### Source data
———

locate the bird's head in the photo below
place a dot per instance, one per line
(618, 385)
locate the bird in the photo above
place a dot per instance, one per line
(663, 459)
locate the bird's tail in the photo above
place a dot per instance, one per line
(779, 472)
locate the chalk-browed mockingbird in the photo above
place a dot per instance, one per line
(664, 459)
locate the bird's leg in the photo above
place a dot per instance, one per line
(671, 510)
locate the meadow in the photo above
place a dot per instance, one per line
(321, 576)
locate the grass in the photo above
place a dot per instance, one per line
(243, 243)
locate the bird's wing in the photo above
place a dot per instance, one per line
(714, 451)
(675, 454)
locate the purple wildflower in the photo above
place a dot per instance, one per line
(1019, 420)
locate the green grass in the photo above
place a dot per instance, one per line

———

### Instructions for the task
Edit the entries above by replacing "locate" with "find" and leaving everything else unchanged.

### Task answer
find the bird's head in the photo below
place a dot per instance, one per line
(618, 385)
find the bird in the photo above
place a dot per instance, one per line
(663, 459)
find the bird's tail in the photo above
place a dot per instance, one per line
(779, 472)
find the chalk-browed mockingbird in the photo above
place a dot per instance, one per line
(664, 459)
find the bird's leg in the photo above
place a dot per instance, one per line
(671, 510)
find the meadow in the photo above
place a dot per instance, one per line
(321, 576)
find the grass in the photo above
place a dot per instance, one per line
(243, 243)
find the bird's wing in the photo above
place a dot per instance, one per line
(714, 451)
(675, 454)
find the purple wildflower in the photo above
place a dot per instance, one per line
(1019, 420)
find the green grass in the photo above
place a dot per instance, one per line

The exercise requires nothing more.